▸ **PROBLEM**: Which lines in the items below contain the string "lawn"? Collect every one of them.

(Entries from a pointing dataset)
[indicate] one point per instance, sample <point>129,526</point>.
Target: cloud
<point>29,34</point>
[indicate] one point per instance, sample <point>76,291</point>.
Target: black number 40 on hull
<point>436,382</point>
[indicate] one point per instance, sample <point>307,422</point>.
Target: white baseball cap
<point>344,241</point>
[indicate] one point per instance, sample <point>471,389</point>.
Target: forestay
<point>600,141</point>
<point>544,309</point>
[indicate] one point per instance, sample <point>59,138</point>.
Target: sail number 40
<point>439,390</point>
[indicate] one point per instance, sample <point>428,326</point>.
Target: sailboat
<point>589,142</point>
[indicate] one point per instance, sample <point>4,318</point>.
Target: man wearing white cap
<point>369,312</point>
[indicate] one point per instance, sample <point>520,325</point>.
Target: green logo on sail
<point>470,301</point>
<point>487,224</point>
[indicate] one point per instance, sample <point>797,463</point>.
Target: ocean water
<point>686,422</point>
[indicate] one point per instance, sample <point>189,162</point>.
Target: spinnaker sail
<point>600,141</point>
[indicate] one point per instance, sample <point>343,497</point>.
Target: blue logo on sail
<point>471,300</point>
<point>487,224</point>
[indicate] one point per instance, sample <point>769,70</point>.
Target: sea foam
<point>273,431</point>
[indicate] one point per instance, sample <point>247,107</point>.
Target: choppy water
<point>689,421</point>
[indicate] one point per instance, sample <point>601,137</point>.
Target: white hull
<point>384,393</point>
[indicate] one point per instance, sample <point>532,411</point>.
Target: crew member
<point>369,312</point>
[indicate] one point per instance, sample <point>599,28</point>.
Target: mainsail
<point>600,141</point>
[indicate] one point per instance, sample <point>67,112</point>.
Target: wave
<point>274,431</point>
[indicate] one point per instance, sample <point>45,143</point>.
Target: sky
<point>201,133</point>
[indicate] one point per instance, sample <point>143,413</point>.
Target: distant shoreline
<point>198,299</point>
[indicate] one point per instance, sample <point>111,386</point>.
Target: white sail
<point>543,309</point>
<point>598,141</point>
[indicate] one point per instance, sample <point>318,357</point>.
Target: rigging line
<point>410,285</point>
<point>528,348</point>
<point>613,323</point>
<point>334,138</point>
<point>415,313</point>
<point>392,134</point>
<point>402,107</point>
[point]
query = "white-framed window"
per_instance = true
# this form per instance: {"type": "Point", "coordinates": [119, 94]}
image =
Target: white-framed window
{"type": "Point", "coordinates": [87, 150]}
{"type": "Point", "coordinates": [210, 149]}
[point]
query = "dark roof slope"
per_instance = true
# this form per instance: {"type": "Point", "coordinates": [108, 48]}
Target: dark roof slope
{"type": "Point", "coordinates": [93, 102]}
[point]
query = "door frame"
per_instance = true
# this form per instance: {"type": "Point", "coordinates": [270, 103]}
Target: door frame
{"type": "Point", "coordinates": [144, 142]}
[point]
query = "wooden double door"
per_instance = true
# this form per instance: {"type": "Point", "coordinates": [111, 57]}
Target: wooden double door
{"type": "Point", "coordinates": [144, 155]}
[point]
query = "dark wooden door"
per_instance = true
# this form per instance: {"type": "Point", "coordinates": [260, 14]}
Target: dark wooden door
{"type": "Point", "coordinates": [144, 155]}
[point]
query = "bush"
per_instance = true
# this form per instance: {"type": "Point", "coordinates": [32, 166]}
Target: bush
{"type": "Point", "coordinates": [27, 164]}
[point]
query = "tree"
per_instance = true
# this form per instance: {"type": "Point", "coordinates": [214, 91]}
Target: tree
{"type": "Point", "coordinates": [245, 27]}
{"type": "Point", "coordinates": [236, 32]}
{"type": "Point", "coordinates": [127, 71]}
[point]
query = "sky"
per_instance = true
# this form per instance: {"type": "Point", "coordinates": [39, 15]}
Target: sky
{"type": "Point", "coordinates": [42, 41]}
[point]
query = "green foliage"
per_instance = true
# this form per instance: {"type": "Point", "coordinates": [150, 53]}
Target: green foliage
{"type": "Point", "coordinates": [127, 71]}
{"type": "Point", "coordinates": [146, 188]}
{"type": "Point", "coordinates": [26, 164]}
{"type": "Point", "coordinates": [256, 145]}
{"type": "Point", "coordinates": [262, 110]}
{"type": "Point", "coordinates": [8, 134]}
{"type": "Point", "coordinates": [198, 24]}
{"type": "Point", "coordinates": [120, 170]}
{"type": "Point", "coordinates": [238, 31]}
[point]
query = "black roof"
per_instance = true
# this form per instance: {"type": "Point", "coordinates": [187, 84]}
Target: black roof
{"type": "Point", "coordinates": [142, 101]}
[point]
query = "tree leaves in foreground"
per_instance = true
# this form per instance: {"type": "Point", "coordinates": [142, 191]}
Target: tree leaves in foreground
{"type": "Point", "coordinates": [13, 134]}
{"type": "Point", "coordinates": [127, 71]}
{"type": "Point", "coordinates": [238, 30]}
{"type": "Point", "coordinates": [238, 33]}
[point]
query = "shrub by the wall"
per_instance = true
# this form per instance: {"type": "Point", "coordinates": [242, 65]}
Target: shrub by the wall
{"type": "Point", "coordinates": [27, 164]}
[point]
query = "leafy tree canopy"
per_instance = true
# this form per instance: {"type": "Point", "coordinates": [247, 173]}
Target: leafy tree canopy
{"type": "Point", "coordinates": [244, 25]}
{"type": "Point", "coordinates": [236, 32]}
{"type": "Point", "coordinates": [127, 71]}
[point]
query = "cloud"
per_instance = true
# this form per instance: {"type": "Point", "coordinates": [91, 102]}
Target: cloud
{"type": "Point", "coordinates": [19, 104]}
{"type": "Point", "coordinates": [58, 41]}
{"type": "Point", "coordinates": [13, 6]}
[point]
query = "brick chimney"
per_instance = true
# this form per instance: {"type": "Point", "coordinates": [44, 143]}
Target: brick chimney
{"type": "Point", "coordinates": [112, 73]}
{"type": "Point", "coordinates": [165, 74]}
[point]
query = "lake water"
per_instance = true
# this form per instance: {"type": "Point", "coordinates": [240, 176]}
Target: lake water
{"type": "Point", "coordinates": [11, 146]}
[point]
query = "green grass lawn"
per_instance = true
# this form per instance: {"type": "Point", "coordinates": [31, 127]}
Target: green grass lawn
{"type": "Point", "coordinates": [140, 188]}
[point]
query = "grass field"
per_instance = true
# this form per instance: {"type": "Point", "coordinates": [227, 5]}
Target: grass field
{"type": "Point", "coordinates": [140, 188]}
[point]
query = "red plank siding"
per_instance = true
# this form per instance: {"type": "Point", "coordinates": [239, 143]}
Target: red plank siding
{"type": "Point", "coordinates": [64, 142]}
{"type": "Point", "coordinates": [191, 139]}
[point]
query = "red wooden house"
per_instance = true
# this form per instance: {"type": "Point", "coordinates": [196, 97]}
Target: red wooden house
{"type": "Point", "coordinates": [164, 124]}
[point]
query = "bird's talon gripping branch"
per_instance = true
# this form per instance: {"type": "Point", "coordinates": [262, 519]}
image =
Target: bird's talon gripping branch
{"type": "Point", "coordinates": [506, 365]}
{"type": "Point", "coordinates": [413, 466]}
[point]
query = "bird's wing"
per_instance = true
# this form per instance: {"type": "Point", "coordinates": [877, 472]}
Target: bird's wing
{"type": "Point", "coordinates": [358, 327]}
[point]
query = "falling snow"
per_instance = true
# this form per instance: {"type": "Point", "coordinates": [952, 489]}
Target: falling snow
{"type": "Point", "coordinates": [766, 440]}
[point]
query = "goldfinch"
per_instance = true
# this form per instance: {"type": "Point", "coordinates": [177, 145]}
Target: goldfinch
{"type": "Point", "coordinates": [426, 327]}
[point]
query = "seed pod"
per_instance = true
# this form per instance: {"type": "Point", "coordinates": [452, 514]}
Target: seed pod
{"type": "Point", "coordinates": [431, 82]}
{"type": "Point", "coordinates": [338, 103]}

▸ **RESULT FOR THIS EXERCISE**:
query = "green grass lawn"
Target: green grass lawn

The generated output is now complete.